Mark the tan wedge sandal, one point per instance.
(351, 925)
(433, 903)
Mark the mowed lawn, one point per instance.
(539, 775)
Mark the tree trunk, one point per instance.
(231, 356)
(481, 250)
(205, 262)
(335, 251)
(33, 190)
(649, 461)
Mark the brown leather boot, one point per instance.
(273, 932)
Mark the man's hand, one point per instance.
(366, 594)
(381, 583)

▶ _PROBLEM REQUIREMENTS_
The answer should repeat every line of the listing exactly.

▶ _ANSWER SECTION_
Mark the tan wedge sandal, one point per instance.
(351, 925)
(433, 903)
Mark the mowed lawn, one point per instance.
(539, 775)
Mark the tree trunk, one point per instance.
(231, 356)
(481, 250)
(205, 262)
(335, 251)
(33, 190)
(649, 461)
Mark the brown leather boot, one point per instance.
(273, 932)
Mark the man's hand, one point per instance.
(366, 594)
(381, 583)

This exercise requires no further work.